EXCERPTED DATA below:
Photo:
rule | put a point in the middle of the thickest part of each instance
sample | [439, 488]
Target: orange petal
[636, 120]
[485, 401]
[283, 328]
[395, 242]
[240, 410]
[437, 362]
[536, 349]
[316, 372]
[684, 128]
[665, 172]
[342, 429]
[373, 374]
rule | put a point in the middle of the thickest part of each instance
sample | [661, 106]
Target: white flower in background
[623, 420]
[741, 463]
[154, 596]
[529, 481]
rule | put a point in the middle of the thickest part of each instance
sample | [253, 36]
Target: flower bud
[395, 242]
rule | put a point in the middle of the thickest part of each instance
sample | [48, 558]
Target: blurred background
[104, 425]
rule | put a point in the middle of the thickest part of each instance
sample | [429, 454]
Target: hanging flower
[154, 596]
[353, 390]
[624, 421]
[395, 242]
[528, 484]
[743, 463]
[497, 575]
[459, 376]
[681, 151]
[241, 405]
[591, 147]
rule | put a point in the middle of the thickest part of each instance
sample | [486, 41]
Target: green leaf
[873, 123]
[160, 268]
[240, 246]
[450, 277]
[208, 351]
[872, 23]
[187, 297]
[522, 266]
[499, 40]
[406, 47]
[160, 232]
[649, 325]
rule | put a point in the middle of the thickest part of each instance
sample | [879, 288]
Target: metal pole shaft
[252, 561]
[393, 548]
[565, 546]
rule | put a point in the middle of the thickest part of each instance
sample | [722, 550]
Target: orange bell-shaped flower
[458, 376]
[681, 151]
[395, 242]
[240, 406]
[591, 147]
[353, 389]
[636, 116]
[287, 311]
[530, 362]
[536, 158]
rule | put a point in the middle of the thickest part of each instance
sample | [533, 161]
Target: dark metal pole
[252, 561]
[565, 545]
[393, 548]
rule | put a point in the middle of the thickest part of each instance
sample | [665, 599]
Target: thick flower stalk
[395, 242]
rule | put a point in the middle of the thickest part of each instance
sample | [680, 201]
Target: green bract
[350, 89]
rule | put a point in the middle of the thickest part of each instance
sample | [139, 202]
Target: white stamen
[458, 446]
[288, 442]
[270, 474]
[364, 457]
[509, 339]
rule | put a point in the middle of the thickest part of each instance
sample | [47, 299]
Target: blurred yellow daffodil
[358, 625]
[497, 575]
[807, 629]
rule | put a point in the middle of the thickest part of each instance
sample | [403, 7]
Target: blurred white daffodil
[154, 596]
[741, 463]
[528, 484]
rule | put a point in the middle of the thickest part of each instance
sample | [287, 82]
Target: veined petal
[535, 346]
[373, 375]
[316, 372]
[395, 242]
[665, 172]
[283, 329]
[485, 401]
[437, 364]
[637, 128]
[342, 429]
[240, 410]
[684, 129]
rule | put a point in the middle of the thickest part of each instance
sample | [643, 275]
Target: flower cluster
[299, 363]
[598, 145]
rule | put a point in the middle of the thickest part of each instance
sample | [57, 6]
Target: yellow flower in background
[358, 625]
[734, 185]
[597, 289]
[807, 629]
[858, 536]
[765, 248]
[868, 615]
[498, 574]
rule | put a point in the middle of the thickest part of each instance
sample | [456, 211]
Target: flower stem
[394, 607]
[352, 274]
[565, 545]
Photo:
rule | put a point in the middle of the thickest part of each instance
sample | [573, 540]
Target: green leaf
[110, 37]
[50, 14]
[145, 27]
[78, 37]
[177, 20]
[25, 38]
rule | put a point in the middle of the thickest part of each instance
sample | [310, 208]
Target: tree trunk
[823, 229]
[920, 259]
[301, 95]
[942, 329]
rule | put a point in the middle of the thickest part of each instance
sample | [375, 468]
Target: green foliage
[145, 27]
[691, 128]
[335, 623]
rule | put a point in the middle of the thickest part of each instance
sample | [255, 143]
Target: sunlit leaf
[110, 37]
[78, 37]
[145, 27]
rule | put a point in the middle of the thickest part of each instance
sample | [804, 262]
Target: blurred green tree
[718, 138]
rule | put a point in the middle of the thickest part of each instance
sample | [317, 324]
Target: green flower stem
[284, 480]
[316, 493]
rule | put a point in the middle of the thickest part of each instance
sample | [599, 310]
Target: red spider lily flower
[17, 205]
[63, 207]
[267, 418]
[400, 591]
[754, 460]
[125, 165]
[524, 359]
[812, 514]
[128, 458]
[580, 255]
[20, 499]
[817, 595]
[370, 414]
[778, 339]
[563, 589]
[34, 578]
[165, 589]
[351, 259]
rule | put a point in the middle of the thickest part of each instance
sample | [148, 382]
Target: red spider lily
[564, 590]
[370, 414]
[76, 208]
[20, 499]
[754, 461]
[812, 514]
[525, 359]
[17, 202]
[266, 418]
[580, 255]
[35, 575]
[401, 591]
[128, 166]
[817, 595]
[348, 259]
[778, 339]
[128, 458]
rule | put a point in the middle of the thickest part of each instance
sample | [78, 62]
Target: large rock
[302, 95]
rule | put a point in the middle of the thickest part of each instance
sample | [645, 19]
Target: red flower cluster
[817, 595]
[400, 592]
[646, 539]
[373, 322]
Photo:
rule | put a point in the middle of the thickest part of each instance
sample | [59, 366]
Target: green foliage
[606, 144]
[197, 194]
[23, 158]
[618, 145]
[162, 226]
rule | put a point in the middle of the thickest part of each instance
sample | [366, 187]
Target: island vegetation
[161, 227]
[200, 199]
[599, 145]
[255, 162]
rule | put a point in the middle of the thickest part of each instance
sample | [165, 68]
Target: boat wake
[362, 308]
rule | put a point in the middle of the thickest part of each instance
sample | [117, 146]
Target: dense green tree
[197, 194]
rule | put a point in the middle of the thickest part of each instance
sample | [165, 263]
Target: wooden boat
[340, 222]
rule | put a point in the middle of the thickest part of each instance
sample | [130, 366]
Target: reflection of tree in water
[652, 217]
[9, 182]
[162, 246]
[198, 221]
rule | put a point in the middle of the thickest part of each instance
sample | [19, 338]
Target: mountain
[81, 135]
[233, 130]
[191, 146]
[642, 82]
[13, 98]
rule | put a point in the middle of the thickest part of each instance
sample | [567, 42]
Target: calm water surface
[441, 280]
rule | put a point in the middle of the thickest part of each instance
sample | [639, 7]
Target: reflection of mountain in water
End of EXCERPTED DATA.
REQUIRED ACTION: Could you please copy the lines above exactly, beginning at the first and ending at the line that contains "sample | [661, 106]"?

OUTPUT BELOW:
Photo:
rule | put a point in the middle of the thickest part of each instance
sample | [439, 488]
Target: orange petal
[636, 120]
[485, 401]
[283, 328]
[395, 242]
[240, 410]
[437, 362]
[536, 349]
[316, 372]
[684, 128]
[665, 172]
[342, 429]
[373, 374]
rule | put a point in the middle of the thickest part of each instance
sample | [661, 106]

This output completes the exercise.